=== EXERCISE DIRECTIONS ===
Would you output the lines from the one containing "Target: woman in light floral dress" through the final line of the entries, exactly and with pictures omitted?

[Region pointing data]

--- START ---

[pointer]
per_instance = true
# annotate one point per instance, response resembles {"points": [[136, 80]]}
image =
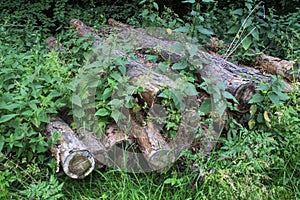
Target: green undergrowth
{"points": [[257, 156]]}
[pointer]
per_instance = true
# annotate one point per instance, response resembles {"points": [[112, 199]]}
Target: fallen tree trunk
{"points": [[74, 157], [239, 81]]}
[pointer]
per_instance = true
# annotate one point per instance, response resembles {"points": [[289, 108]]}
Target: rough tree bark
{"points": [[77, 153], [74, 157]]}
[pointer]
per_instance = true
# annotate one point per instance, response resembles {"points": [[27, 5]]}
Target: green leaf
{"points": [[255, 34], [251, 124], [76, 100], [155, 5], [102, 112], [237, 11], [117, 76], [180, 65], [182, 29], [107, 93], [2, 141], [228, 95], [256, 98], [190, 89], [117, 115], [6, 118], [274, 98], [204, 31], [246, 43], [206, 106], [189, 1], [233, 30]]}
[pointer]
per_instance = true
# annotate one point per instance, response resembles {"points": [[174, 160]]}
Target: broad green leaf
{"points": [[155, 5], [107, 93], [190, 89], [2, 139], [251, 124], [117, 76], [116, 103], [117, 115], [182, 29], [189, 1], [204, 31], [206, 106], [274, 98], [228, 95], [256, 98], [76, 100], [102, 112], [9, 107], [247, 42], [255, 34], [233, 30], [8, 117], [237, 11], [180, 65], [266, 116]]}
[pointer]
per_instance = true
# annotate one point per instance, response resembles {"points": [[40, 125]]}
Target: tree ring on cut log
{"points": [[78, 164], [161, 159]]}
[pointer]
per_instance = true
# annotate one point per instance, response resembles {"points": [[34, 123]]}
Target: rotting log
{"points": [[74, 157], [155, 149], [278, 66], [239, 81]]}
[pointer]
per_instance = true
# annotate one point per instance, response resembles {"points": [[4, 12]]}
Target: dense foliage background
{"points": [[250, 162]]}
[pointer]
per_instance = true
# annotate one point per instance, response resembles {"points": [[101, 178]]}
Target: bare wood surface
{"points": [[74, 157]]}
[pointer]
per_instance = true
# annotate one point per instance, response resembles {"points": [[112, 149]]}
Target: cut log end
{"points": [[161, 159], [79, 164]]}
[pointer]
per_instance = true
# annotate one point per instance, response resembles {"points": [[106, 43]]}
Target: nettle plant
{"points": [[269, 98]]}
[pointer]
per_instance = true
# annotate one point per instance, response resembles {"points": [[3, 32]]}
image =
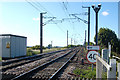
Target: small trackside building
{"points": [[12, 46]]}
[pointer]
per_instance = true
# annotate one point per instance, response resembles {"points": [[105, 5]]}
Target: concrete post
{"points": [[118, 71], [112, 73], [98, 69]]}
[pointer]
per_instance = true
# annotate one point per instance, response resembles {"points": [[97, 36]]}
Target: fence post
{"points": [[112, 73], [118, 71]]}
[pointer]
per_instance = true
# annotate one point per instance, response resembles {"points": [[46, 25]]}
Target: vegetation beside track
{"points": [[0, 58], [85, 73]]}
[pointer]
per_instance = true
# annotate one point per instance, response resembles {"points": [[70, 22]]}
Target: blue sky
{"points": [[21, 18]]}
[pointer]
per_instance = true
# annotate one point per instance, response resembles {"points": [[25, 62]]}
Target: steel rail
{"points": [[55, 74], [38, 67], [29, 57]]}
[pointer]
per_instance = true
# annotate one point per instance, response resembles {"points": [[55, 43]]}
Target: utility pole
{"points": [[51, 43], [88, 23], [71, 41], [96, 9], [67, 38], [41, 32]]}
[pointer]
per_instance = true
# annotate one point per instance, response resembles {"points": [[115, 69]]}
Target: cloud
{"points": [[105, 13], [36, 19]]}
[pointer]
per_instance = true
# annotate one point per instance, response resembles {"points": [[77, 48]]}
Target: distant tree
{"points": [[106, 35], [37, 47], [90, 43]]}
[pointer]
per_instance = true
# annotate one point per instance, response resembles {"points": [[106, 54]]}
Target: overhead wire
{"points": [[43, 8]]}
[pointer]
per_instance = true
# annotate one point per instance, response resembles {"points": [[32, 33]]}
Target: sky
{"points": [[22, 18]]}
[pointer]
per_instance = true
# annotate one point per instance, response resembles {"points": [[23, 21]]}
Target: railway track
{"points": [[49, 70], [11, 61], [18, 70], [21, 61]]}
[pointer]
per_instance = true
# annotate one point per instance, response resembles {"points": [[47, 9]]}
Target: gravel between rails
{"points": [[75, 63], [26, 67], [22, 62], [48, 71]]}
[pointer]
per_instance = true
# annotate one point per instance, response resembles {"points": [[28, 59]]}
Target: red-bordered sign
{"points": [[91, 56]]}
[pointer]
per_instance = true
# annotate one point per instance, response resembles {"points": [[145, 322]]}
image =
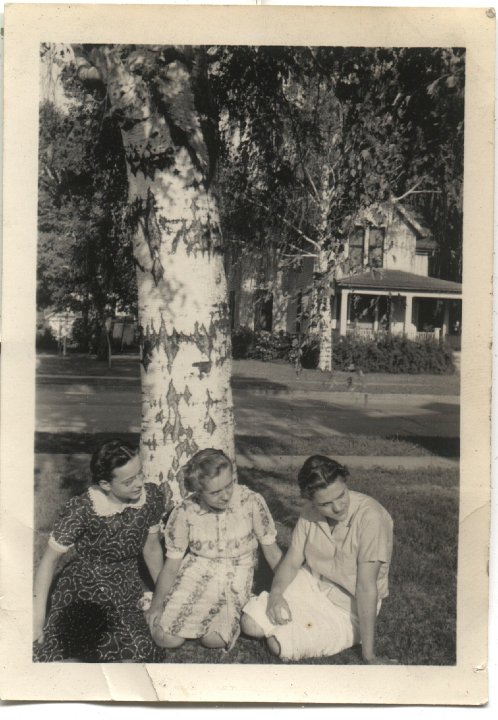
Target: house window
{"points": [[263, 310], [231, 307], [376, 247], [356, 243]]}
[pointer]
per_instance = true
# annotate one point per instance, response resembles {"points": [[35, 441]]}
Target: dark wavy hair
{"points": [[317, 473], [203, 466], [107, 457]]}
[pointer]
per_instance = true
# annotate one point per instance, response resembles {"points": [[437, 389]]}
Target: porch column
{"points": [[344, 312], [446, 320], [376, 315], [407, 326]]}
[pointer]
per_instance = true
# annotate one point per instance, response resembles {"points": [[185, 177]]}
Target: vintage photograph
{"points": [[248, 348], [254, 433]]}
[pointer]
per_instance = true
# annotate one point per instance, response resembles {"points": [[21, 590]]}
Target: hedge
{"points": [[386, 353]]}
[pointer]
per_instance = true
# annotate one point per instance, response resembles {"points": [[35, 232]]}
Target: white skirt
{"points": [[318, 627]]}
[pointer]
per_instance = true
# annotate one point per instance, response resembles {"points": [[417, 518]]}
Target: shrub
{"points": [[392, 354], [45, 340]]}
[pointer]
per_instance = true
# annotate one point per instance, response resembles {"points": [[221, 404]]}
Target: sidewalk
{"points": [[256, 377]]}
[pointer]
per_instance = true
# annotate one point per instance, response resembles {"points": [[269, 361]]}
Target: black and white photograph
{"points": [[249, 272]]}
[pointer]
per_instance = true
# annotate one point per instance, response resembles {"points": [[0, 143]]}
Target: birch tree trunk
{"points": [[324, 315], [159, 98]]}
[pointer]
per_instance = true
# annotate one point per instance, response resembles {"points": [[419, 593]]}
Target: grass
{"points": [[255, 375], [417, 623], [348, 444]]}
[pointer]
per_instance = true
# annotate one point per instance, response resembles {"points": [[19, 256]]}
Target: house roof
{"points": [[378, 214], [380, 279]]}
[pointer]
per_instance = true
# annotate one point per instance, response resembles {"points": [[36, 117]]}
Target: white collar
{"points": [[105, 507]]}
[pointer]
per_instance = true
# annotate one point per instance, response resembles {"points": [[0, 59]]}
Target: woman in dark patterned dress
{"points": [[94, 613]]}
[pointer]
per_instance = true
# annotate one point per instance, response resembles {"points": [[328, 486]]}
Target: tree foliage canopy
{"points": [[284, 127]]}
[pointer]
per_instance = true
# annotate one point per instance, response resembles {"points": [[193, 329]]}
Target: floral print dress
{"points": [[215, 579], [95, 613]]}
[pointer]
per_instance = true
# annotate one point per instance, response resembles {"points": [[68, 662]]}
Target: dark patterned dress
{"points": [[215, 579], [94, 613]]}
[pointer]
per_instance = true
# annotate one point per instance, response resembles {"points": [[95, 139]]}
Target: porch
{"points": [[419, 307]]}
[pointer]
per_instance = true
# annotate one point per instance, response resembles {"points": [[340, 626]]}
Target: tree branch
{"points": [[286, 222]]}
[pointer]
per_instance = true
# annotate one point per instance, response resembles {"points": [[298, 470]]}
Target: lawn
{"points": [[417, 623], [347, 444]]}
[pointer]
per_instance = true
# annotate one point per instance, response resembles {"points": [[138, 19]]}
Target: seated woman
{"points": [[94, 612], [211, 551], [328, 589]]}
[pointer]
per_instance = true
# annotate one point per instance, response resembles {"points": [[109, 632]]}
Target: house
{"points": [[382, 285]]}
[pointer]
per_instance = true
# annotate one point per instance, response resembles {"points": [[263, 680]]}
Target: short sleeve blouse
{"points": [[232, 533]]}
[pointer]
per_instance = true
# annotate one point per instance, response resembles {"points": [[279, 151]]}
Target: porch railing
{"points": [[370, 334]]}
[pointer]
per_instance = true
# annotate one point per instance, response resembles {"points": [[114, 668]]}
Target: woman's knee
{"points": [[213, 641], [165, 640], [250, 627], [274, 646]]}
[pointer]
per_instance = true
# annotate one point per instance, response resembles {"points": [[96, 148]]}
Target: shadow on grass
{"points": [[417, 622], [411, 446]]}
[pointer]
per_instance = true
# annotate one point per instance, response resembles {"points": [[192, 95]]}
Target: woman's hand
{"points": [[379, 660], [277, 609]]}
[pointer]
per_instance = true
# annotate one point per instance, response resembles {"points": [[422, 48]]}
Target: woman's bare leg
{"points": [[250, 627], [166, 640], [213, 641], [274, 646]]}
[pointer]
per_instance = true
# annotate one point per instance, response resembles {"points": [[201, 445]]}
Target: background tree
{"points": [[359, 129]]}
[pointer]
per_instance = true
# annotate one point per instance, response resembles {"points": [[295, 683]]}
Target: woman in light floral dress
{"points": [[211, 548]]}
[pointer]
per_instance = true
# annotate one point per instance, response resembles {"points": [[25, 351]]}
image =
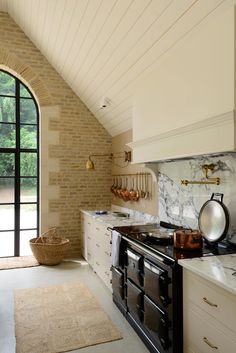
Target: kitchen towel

--- END ---

=== ANSWER FOR THIS EXERCISE ===
Target: woman in light floral dress
{"points": [[211, 548]]}
[pointer]
per_instance = true
# annotate one point per instance, response resembles {"points": [[25, 351]]}
image =
Target: kitchen towel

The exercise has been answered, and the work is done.